Now that prosecutors have charged all four officers involved in the arrest that ended in George Floyd's death, their real work begins: proving them.
The charges against Derek Chauvin, the former officer who kept his knee on Floyd's neck for almost nine minutes, were expanded this week to include the more serious one of second-degree murder.
This was added to charges of third-degree murder and second-degree manslaughter.
The other three officers -- Thomas Lane and J. Alexander Kueng, who helped restrain Floyd, and Tou Thao, who stood nearby -- are charged with aiding and abetting second-degree murder and aiding and abetting second-degree manslaughter.
Second-degree murder and aiding and abetting that crime carry a maximum penalty of 40 years, while the maximum is 25 years for a third-degree murder conviction.
A manslaughter conviction carries a maximum sentence of 10 years in prison, as does aiding and abetting manslaughter.
To prove third-degree murder, prosecutors have to show that Chauvin carried out "an act eminently dangerous to others and evincing a depraved mind," without intent to kill, but without regard for life.
With a second-degree murder charge, prosecutors would have to prove the intention to kill or that the person caused a death while committing another felony crime.
CNN legal analyst Elie Honig points out that Minnesota Attorney General Keith Ellison was smart in adding that he intended to prove what is known as "felony murder."

(Entries drawn from a collection)
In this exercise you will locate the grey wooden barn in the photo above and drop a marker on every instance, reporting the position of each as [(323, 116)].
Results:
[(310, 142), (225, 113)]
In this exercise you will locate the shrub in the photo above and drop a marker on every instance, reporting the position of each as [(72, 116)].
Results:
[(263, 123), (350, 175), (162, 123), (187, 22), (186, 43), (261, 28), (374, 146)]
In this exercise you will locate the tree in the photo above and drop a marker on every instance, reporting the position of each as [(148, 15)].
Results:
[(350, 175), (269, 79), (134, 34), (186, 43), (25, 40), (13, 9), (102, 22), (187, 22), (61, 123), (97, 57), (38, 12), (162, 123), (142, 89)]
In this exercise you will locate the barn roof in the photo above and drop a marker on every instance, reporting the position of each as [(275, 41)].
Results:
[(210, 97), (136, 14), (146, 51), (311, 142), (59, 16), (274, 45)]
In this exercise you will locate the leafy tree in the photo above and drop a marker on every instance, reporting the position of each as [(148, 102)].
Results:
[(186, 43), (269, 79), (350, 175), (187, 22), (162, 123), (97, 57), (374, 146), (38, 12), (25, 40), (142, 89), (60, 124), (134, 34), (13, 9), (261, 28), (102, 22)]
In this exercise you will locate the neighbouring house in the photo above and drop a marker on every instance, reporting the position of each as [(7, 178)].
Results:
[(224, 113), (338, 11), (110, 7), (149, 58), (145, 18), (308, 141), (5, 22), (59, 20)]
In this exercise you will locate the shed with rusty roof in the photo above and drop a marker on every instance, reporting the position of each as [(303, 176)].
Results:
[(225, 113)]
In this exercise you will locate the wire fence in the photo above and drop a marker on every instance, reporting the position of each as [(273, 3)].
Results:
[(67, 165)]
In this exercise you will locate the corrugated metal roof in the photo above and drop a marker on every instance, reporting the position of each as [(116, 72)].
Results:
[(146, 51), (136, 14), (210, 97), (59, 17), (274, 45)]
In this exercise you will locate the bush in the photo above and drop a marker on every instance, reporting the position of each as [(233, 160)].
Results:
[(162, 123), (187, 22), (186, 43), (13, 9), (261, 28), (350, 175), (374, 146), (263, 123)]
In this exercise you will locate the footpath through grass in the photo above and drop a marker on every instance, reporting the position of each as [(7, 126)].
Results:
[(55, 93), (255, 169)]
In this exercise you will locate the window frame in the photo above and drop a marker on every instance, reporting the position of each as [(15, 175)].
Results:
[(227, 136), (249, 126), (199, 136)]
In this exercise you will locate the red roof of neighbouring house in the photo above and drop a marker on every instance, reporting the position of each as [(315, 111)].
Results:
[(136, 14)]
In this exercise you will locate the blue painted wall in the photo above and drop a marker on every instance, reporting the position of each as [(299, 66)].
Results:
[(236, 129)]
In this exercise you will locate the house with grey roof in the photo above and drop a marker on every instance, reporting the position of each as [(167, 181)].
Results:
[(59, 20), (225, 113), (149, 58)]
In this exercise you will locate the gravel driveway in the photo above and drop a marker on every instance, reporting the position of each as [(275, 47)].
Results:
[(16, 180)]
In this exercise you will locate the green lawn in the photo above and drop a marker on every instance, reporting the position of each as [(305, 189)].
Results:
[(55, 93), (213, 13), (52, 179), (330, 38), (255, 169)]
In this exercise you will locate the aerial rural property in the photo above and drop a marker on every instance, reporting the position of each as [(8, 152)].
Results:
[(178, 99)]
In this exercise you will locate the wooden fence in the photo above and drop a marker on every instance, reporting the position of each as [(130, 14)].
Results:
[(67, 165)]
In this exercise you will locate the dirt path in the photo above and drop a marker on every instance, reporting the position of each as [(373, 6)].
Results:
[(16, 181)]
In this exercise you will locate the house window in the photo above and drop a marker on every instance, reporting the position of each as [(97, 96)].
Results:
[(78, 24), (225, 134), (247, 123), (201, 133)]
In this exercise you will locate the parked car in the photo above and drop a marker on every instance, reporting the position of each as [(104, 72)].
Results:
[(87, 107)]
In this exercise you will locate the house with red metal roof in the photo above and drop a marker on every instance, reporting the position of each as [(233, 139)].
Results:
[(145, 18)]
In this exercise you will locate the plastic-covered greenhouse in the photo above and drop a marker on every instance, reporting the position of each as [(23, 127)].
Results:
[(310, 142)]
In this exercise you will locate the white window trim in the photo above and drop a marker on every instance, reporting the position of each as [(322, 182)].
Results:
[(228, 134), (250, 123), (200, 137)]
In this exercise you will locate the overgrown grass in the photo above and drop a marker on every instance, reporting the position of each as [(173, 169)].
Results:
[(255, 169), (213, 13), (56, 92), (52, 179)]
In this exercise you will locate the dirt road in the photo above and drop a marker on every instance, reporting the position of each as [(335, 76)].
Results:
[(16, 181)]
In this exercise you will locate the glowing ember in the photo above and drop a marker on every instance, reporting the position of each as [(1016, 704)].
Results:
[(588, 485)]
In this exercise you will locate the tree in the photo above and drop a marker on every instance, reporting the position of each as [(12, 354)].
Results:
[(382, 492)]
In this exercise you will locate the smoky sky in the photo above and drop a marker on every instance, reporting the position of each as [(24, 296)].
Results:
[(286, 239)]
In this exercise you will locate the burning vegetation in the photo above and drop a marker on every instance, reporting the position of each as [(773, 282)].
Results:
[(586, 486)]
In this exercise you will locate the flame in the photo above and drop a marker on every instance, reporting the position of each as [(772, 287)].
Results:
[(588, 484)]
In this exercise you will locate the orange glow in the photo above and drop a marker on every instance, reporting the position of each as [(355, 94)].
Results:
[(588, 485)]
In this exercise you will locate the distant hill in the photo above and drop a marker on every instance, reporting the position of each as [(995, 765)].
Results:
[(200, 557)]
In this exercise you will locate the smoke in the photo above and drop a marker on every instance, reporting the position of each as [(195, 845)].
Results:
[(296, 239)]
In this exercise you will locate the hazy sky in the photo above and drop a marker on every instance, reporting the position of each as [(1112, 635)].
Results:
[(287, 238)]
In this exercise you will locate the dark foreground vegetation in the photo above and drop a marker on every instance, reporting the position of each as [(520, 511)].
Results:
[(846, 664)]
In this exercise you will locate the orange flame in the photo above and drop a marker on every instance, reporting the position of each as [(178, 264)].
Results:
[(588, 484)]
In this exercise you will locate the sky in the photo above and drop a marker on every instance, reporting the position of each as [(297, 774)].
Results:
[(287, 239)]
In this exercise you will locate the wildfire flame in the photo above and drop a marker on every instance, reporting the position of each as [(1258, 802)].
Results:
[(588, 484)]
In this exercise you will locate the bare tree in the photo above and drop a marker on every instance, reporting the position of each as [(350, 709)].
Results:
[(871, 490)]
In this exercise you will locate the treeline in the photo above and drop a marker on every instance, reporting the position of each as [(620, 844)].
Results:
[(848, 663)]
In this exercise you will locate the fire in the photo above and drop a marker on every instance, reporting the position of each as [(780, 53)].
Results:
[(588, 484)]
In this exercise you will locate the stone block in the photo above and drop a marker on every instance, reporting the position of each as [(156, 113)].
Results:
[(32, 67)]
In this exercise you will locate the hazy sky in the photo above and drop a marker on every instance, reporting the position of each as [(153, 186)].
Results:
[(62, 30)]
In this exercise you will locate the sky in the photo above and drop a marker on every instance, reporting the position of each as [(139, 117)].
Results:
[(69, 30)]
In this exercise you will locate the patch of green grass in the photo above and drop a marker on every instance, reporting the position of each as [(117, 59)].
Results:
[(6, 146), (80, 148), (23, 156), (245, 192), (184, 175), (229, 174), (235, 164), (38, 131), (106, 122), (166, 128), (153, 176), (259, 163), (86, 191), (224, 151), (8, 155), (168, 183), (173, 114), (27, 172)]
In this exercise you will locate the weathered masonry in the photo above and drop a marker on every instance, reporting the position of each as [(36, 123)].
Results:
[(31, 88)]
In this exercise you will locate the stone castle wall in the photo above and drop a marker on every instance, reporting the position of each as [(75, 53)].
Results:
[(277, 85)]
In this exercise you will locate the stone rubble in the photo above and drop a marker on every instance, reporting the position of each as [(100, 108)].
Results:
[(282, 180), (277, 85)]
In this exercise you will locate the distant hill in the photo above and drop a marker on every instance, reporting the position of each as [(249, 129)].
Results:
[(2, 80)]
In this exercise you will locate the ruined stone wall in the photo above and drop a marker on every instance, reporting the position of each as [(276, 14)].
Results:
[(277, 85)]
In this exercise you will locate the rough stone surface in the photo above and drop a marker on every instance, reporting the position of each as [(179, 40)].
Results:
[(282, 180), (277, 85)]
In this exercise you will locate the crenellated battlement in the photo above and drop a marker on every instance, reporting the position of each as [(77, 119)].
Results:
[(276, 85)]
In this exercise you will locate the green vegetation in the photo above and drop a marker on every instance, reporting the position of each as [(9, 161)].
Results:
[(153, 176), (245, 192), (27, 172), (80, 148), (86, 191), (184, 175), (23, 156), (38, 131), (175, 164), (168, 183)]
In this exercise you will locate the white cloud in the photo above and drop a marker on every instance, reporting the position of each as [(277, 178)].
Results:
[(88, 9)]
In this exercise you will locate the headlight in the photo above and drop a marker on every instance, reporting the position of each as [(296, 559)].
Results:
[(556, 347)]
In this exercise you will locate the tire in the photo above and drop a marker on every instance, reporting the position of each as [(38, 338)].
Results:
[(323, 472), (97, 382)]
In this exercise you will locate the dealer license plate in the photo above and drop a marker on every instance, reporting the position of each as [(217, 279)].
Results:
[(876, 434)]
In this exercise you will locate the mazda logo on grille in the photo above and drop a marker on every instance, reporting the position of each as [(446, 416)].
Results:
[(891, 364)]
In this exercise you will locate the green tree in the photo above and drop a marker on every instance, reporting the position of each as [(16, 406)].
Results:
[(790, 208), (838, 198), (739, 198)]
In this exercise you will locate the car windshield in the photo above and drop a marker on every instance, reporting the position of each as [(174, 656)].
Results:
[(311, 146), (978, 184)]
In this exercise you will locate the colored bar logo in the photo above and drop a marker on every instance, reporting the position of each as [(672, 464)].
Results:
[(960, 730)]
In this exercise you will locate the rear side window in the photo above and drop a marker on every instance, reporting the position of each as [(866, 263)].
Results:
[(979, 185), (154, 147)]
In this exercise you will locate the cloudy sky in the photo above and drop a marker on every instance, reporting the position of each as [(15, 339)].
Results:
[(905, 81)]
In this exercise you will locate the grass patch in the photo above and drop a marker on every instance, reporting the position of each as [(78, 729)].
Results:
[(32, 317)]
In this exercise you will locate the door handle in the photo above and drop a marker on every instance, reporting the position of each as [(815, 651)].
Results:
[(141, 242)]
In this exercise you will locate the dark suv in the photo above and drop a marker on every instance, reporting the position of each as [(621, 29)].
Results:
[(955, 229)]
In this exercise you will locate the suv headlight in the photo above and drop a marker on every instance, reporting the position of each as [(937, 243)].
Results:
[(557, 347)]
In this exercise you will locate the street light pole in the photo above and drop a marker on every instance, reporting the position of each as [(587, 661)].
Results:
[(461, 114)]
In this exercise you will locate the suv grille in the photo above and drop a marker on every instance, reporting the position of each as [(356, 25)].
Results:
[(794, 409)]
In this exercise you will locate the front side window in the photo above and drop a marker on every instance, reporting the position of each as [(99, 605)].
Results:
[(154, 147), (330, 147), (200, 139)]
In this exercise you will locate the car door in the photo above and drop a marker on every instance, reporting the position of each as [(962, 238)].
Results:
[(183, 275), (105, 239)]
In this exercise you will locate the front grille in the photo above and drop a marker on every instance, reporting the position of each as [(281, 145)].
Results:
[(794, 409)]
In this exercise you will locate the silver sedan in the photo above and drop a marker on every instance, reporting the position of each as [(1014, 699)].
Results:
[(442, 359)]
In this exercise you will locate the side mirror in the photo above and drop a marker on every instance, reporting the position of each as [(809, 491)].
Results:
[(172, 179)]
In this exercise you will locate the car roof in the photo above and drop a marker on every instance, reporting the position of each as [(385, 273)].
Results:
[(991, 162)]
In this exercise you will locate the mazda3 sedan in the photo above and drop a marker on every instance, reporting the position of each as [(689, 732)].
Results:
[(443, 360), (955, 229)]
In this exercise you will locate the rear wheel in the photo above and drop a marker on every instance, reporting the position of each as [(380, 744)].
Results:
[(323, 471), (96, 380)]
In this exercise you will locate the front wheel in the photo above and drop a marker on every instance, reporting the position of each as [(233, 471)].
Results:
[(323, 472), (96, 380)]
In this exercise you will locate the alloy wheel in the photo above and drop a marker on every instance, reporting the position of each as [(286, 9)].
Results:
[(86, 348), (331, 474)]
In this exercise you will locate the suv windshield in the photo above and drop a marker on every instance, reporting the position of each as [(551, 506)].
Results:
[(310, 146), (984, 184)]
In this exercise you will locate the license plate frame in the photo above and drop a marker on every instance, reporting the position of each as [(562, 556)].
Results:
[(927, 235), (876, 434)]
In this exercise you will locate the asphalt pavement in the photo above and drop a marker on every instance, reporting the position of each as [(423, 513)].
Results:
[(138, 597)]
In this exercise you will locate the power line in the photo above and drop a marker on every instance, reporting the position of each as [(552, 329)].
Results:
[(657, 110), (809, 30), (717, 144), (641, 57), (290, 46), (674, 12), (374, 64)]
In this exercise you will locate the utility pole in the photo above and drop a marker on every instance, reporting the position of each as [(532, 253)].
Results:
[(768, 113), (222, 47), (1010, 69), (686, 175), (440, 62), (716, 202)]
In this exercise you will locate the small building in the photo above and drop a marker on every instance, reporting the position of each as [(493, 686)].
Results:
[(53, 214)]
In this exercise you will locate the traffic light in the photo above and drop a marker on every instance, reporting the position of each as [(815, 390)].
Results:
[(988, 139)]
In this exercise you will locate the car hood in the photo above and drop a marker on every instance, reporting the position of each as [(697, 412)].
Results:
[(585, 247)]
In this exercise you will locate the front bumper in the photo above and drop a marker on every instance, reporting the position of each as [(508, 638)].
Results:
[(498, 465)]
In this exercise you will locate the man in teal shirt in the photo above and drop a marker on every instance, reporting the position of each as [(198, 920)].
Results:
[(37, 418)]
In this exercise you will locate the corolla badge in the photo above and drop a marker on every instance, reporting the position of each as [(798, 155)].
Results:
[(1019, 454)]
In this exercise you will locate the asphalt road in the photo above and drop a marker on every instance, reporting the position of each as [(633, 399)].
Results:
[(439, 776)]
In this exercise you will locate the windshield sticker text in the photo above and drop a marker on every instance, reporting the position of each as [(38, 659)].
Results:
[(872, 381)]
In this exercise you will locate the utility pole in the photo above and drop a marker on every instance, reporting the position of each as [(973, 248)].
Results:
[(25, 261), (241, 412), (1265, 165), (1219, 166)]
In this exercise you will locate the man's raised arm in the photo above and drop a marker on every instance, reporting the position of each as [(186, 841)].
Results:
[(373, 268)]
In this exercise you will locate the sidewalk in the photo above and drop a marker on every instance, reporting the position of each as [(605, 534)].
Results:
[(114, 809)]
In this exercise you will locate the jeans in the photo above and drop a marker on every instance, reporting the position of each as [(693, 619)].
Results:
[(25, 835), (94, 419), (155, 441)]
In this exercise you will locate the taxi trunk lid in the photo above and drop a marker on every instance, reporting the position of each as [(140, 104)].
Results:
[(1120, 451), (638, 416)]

- Stated exercise 1 -
Please rewrite the text about the charges against the officers from "The charges against" to "third-degree murder conviction.", inclusive, putting "hold down" in place of "restrain".
- Stated exercise 2 -
Decide whether the text about the charges against the officers supports each statement, and quote the words that settle it: (a) Tou Thao helped restrain Floyd. (b) A third-degree murder conviction carries a maximum of 25 years. (c) Aiding and abetting manslaughter carries a maximum sentence of 10 years.

- Problem solution 1 -
The charges against Derek Chauvin, the former officer who kept his knee on Floyd's neck for almost nine minutes, were expanded this week to include the more serious one of second-degree murder.
This was added to charges of third-degree murder and second-degree manslaughter.
The other three officers -- Thomas Lane and J. Alexander Kueng, who helped hold down Floyd, and Tou Thao, who stood nearby -- are charged with aiding and abetting second-degree murder and aiding and abetting second-degree manslaughter.
Second-degree murder and aiding and abetting that crime carry a maximum penalty of 40 years, while the maximum is 25 years for a third-degree murder conviction.

- Problem solution 2 -
(a) No: "Tou Thao, who stood nearby"
(b) Yes: "the maximum is 25 years for a third-degree murder conviction"
(c) Yes: "A manslaughter conviction carries a maximum sentence of 10 years in prison, as does aiding and abetting manslaughter."